Task brief. Arrange the lines of the listing below as a numbered list, leaving out any blank lines.

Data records

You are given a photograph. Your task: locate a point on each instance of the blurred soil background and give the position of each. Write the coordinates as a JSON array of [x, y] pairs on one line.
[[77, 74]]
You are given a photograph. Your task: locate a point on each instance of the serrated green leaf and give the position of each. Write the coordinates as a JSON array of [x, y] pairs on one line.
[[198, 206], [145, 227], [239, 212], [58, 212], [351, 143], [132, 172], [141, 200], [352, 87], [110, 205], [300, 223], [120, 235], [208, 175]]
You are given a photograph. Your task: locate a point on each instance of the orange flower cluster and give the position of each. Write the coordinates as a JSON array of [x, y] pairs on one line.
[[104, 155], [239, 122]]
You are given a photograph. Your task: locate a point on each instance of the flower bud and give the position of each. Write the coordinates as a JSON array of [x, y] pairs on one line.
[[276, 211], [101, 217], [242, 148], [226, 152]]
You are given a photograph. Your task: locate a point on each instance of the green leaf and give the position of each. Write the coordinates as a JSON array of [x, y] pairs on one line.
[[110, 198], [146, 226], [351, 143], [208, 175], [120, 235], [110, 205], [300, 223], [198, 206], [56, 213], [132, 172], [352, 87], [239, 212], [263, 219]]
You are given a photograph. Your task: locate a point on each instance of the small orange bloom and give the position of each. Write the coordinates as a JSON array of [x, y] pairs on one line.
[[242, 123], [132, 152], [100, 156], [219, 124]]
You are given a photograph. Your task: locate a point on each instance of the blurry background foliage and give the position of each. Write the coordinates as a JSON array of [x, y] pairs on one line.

Answer in full.
1. You are given a photograph. Your task: locate a point on each instance of the blurred soil background and give the position of each. Write the coordinates as a JSON array of [x, y] pairs on one line.
2. [[77, 74]]
3. You are given a photograph. Your task: locate a point on each instance of the serrated green leaf and give the position of each. Write the coordinates as a JSON array of [x, y] pairs on one line.
4. [[198, 206], [145, 227], [239, 212], [58, 212], [351, 143], [132, 172], [141, 200], [352, 87], [110, 205], [300, 223], [120, 235], [208, 175]]
5. You are given a photograph. Your task: locate a point on each instance of the orange flower cluster and give the position of each. Write the coordinates as a JSON array of [x, y] pairs on one line.
6. [[104, 155], [239, 122]]
7. You are given a photograph. Your task: locate a point on each instance of the flower bud and give the position of each. Write the coordinates as a JSON array of [x, y] pairs on one line.
8. [[276, 211], [101, 217], [242, 148], [226, 152]]
9. You are given a photograph. Your task: locate a point on each instance of the green leaf and give the position of each. Write the coordinates as a JSON array of [x, y] pairs on one line.
10. [[110, 198], [146, 226], [351, 143], [208, 175], [120, 235], [110, 205], [300, 223], [198, 206], [56, 213], [132, 172], [352, 87], [239, 212], [263, 219]]
11. You are given a photograph. Your task: locate a point on each instance of the small orange bloom and give the position of each. Write the coordinates as a JSON array of [x, y] pairs on one line.
12. [[242, 123], [132, 152], [100, 156], [219, 124]]
13. You are given a photograph. Your task: locate a point on each instance of the blurry background foliage and give the position of each. Write the coordinates as a JSON array of [x, y] pairs on one line.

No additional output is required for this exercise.